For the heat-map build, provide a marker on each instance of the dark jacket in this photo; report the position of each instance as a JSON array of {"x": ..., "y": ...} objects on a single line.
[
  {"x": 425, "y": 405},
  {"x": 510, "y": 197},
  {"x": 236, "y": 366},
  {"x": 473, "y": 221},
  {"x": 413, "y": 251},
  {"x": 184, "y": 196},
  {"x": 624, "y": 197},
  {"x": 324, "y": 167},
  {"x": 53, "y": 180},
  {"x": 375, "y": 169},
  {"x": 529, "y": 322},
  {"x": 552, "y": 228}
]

AIM OF THE EXERCISE = Write out the material from the first line to the last, exactly.

YOUR RESPONSE =
For the heat-map build, provide a marker on each instance of the dark jacket in this photo; report the position of each instance as a JSON array of {"x": ..., "y": ...} objects on a single line.
[
  {"x": 425, "y": 405},
  {"x": 510, "y": 197},
  {"x": 236, "y": 366},
  {"x": 473, "y": 221},
  {"x": 413, "y": 251},
  {"x": 184, "y": 196},
  {"x": 624, "y": 197},
  {"x": 324, "y": 167},
  {"x": 53, "y": 180},
  {"x": 375, "y": 169},
  {"x": 529, "y": 322},
  {"x": 552, "y": 228}
]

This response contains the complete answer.